**Set problem:** Gather every line in the items below that contains the string "road" and copy each one in full. Matching is case-sensitive.

[Named-object pointing items]
# # # # #

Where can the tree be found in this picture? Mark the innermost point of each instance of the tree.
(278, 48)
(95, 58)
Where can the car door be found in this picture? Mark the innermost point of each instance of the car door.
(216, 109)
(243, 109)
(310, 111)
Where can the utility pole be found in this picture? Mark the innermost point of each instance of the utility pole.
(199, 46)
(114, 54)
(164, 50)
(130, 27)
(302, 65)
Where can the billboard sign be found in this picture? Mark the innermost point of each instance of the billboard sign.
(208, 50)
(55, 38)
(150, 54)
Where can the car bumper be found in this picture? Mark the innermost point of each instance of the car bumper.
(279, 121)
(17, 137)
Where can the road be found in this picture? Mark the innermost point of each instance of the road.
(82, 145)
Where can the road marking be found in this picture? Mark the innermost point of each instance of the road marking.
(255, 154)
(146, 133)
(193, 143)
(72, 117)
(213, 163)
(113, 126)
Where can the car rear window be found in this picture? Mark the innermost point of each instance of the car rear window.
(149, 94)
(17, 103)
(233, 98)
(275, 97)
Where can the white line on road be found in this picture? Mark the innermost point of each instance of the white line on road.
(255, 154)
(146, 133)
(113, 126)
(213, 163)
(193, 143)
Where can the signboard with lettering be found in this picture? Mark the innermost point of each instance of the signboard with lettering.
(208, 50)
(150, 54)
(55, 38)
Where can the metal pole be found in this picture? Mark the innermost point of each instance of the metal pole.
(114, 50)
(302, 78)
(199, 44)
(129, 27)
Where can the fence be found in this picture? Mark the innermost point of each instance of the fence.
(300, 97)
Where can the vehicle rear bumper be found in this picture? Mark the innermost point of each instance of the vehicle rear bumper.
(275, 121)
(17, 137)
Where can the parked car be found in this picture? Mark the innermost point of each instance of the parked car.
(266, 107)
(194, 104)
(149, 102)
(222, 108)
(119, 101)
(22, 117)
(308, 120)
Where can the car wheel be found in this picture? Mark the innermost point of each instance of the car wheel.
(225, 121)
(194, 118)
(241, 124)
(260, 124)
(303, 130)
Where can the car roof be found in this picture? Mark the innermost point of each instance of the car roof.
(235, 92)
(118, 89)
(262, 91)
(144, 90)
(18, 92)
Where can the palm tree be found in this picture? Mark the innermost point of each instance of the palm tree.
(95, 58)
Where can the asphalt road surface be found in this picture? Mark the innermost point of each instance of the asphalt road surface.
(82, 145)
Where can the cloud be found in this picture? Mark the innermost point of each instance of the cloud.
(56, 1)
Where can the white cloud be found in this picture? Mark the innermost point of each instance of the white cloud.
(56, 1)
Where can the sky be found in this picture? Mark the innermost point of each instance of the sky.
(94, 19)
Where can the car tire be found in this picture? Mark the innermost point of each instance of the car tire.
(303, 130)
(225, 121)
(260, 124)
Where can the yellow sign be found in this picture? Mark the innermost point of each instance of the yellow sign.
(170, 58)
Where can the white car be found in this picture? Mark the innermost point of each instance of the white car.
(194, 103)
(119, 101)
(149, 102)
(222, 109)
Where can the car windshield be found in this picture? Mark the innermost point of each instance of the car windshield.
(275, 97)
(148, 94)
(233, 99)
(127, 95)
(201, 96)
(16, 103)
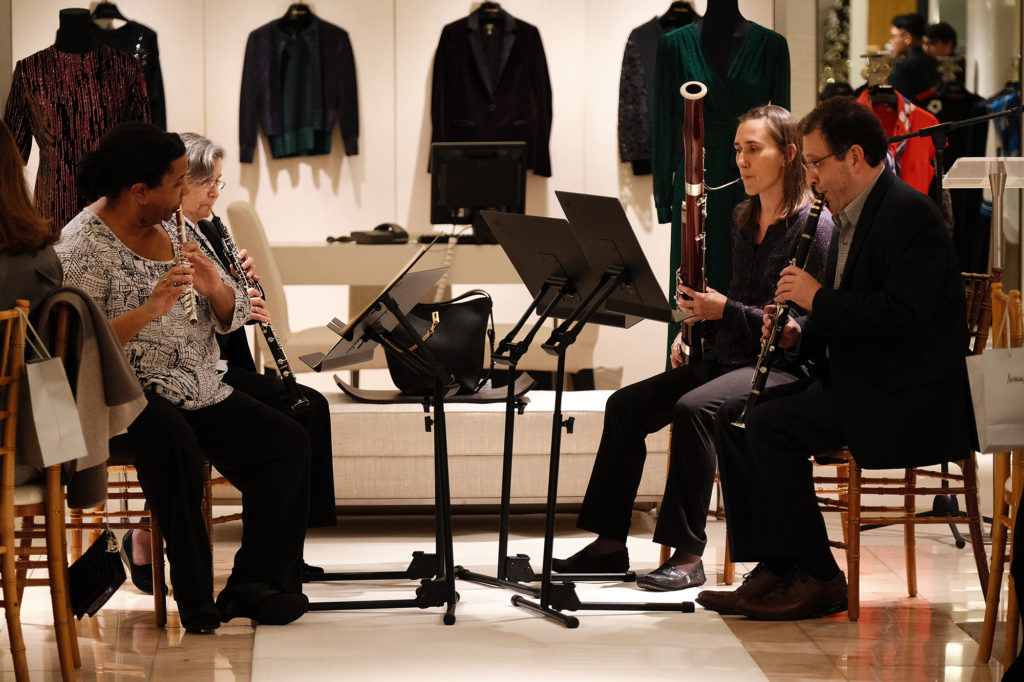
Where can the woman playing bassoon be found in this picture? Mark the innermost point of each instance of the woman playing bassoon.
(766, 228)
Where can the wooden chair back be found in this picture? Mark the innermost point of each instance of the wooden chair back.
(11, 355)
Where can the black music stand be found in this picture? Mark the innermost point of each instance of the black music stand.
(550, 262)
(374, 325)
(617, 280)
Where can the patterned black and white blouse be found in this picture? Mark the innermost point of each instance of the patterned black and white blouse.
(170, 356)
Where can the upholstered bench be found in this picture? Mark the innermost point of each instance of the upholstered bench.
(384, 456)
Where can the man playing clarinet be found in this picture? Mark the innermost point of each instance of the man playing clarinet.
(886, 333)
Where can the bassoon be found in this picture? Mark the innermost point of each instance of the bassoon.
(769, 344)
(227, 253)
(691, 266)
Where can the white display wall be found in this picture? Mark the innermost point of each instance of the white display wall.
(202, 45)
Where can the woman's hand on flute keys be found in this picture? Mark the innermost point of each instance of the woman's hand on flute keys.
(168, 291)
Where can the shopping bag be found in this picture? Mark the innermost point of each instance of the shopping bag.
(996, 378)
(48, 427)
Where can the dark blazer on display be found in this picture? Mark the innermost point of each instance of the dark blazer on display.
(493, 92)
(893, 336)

# # # # #

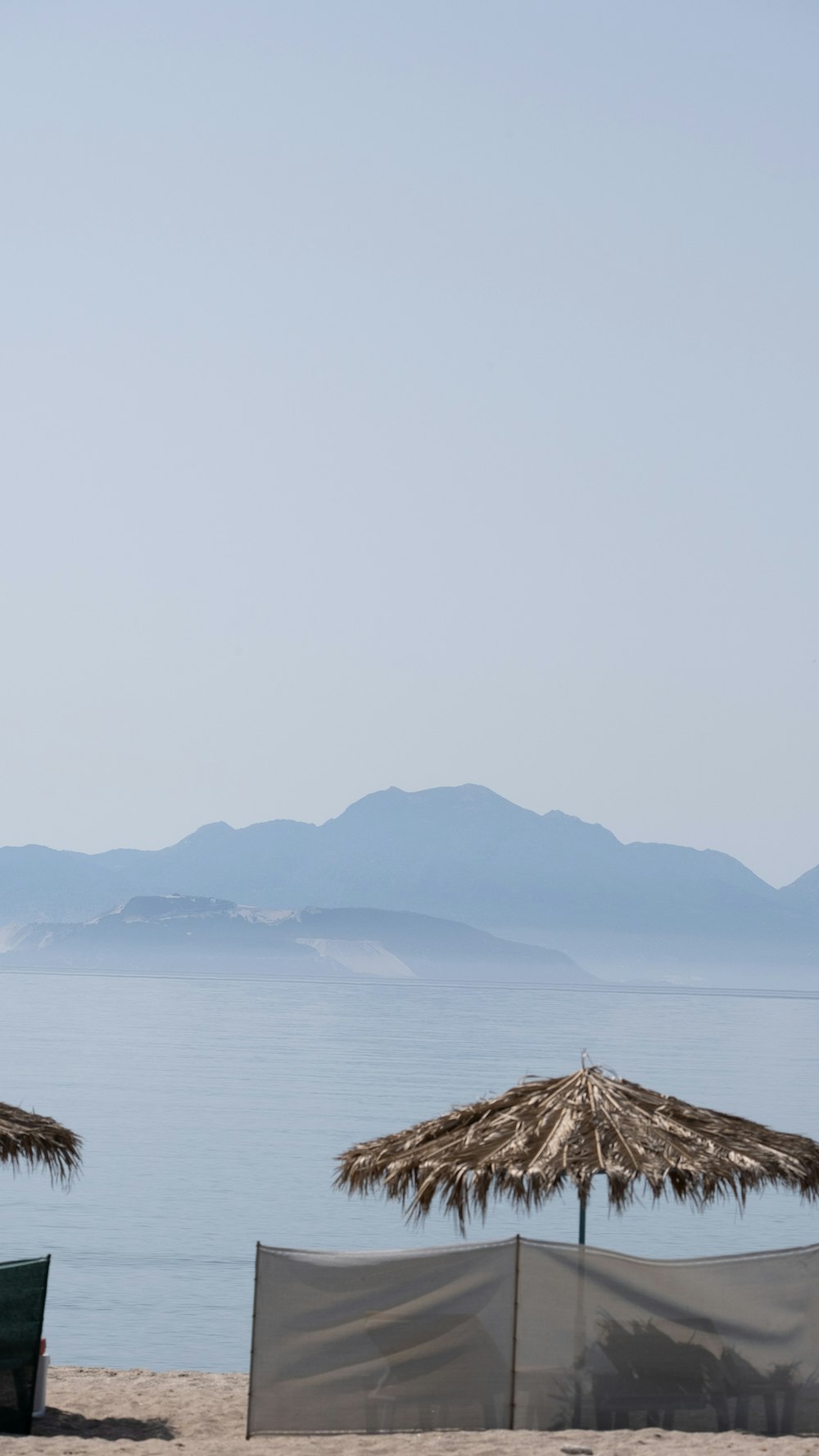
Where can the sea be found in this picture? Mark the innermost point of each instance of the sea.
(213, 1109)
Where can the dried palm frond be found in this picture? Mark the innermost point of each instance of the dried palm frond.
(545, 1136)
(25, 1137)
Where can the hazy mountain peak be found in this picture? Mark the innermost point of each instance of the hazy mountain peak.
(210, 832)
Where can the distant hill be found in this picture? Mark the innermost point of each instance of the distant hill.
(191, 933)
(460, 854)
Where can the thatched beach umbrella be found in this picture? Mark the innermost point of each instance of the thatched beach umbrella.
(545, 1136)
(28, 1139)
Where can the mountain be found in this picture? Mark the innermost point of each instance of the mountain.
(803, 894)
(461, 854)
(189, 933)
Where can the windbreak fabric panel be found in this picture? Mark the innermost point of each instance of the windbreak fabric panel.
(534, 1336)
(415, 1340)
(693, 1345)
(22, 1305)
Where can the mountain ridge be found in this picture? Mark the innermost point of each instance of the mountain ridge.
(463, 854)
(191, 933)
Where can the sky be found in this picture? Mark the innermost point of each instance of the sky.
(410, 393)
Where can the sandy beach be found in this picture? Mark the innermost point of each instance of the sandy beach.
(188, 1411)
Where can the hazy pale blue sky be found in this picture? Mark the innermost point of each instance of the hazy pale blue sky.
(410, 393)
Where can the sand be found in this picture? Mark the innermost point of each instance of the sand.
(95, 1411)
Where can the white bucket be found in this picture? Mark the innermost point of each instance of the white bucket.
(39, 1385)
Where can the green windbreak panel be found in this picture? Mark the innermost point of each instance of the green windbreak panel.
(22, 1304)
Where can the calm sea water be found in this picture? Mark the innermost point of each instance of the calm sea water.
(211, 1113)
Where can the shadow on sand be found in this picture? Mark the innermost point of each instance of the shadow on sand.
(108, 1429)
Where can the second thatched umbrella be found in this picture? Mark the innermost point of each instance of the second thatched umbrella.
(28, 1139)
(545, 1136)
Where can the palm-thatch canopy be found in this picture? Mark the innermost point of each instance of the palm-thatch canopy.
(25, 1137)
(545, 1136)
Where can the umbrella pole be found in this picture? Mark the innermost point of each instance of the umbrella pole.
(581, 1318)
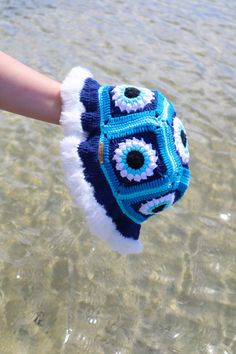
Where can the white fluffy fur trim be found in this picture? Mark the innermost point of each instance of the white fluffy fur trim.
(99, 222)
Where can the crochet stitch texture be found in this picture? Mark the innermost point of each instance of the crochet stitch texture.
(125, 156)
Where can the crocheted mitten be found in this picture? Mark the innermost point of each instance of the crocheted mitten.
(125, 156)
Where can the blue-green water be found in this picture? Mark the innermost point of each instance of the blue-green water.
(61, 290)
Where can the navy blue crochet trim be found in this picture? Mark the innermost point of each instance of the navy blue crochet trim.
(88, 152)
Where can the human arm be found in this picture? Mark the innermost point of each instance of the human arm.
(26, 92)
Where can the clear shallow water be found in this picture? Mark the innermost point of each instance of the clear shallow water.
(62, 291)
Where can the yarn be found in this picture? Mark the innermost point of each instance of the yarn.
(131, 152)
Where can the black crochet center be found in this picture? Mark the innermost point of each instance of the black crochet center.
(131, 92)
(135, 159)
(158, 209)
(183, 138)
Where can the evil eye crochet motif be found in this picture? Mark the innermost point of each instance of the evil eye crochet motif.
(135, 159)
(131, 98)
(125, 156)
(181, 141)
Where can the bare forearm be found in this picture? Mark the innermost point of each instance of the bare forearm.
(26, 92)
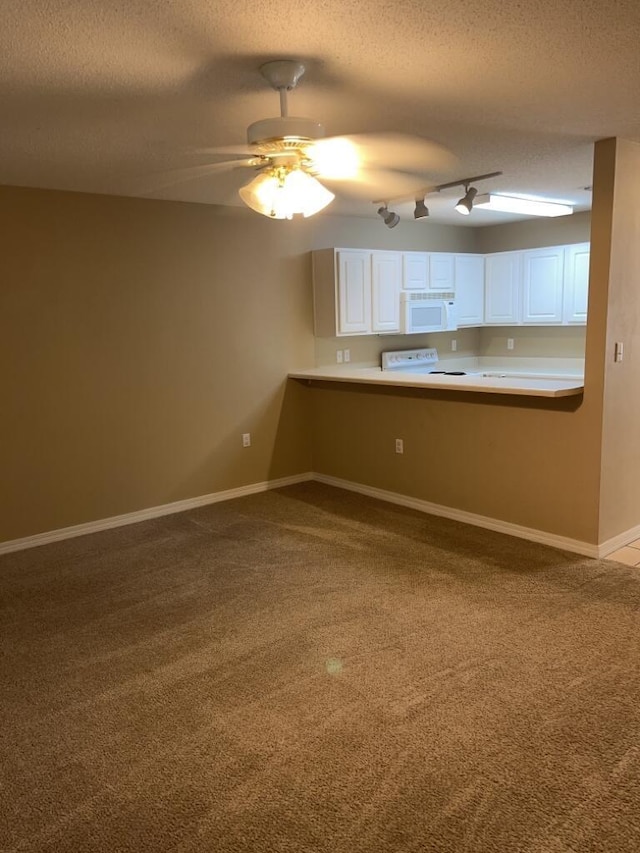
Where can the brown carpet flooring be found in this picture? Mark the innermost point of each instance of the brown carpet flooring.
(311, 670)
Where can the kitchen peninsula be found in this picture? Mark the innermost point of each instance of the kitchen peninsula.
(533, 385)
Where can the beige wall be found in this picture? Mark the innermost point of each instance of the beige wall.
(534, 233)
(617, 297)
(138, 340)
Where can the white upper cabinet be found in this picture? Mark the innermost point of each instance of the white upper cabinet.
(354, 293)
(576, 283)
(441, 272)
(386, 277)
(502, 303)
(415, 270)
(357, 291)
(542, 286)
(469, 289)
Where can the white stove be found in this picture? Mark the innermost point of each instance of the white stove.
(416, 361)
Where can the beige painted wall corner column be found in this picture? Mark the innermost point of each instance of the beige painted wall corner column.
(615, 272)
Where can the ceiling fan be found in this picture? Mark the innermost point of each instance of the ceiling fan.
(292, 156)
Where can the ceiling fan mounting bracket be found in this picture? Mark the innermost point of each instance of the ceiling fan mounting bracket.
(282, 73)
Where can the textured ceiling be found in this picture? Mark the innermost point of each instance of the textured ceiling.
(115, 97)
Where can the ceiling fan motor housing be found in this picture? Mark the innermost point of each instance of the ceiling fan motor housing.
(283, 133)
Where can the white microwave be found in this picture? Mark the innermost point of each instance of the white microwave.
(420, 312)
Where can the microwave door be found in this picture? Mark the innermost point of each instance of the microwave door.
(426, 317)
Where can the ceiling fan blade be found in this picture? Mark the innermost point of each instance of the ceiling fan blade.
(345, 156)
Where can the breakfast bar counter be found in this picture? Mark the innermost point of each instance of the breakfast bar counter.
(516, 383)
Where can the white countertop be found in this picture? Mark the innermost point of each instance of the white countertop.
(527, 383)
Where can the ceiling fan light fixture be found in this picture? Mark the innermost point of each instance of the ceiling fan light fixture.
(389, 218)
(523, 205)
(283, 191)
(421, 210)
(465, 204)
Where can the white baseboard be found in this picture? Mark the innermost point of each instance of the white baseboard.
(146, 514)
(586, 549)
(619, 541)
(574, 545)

# # # # #

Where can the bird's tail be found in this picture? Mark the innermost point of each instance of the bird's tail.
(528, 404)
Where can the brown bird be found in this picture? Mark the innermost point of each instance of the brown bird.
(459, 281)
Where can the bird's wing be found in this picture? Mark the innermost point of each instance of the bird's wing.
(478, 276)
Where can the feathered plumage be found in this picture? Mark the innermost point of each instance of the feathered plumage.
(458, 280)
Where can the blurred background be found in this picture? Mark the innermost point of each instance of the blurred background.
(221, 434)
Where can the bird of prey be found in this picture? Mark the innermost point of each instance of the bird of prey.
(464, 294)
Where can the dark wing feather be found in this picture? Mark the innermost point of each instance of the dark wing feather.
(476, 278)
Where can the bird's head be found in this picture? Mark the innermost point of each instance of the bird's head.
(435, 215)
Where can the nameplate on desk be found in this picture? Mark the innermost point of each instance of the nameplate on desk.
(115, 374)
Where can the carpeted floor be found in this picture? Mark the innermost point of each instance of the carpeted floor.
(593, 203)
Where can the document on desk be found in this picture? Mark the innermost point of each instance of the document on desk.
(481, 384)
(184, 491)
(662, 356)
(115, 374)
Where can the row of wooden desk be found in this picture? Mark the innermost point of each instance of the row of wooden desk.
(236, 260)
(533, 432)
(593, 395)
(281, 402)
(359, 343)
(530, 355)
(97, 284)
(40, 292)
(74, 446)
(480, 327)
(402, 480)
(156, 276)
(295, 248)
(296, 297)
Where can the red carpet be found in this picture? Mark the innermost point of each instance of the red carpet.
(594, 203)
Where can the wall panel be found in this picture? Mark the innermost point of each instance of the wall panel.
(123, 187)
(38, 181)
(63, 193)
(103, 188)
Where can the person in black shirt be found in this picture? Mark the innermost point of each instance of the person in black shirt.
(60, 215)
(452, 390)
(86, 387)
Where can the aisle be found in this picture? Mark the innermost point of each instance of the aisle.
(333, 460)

# # # # #

**Complete answer:**
Where can the road be found in this picture? Mark the innermost point of each instance of the road.
Where can the road marking be found in this picture? Mark the innermost point of each instance of the road marking.
Where can the white line on road be found in this picture? Mark the innermost point of each instance of the white line on road.
Where can the asphalt road surface be found in this picture? Mark the innermost point of each instance of the asphalt road surface.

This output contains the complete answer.